▶ _WHAT YOU SHOULD DO_:
In the guide to multi-stage Dockerfiles, why does deleting a file in a later layer fail to reduce image size?

▶ _SOURCE TEXT_:
--------------------------------
Containerization Containers

Mastering Multi-Stage Dockerfiles: BuildKit Cache Mounts, Slim Images & Reproducible Builds

Most “slow, fat” container images are not a Docker problem — they are a Dockerfile problem. This is a practical walk through the techniques that take a 1.2 GB image with a five-minute cold build down to a sub-100 MB image that rebuilds in seconds, without sacrificing reproducibility.

Everything here assumes BuildKit, which is the default builder in modern Docker Engine and is always on when you use docker buildx. If you are on an older daemon, export DOCKER_BUILDKIT=1 before building.

1. Why your image is 1.2 GB: anatomy of layers and the build context

Two things bloat images: what you copy in, and what each instruction leaves behind.

A Docker image is an ordered stack of read-only layers. Every RUN, COPY, and ADD adds a layer, and each layer is a diff over the previous one. Critically, deleting a file in a later layer does not reclaim the space — the bytes still live in the earlier layer. This is why the classic anti-pattern below ships the entire apt cache forever:

# Anti-pattern: the cache deletion is a separate layer, so nothing shrinks
RUN apt-get update && apt-get install -y build-essential
RUN rm -rf /var/lib/apt/lists/*

The build context is the second culprit. When you run docker build ., the CLI tars up the entire directory and sends it to the daemon. Drag in .git, node_modules, and local target/ directories and you are shipping hundreds of megabytes before a single instruction runs. Fix it with a .dockerignore:

.git
node_modules
**/*.log
dist
target
.env
*.md

Inspect what is actually in a layer with docker history:

docker history --no-trunc --format '{{.Size}}\t{{.CreatedBy}}' myapp:latest

A useful rule: every layer should leave the image strictly smaller or functionally necessary. Cleanup must happen in the same RUN that created the mess, or it does nothing.

2. Multi-stage builds: separating build, test, and runtime stages cleanly

The core idea: use a heavy image with compilers and toolchains to produce artifacts, then copy only the artifacts into a clean runtime image. Build tools never reach production.
--------------------------------
▶ _DATA SEGMENT_:
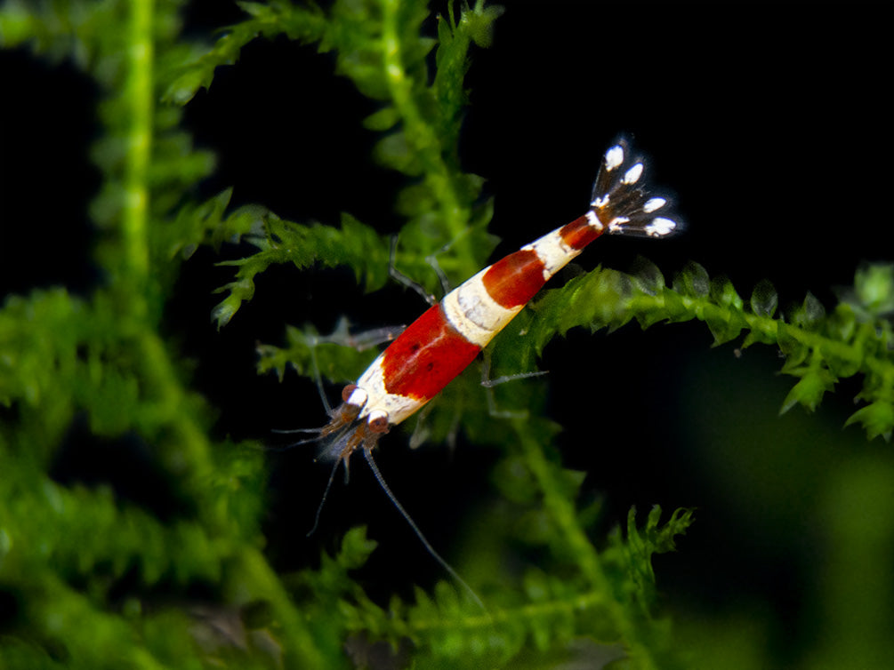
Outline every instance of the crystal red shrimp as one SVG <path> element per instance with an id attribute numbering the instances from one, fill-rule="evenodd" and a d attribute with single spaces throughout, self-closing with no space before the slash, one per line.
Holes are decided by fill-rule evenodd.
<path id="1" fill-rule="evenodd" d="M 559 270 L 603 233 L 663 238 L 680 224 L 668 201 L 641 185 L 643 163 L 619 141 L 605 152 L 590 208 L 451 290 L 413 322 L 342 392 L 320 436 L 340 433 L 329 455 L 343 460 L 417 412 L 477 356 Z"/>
--------------------------------
▶ _COMPLETE OUTPUT_:
The deleted file's bytes still live in the earlier layer.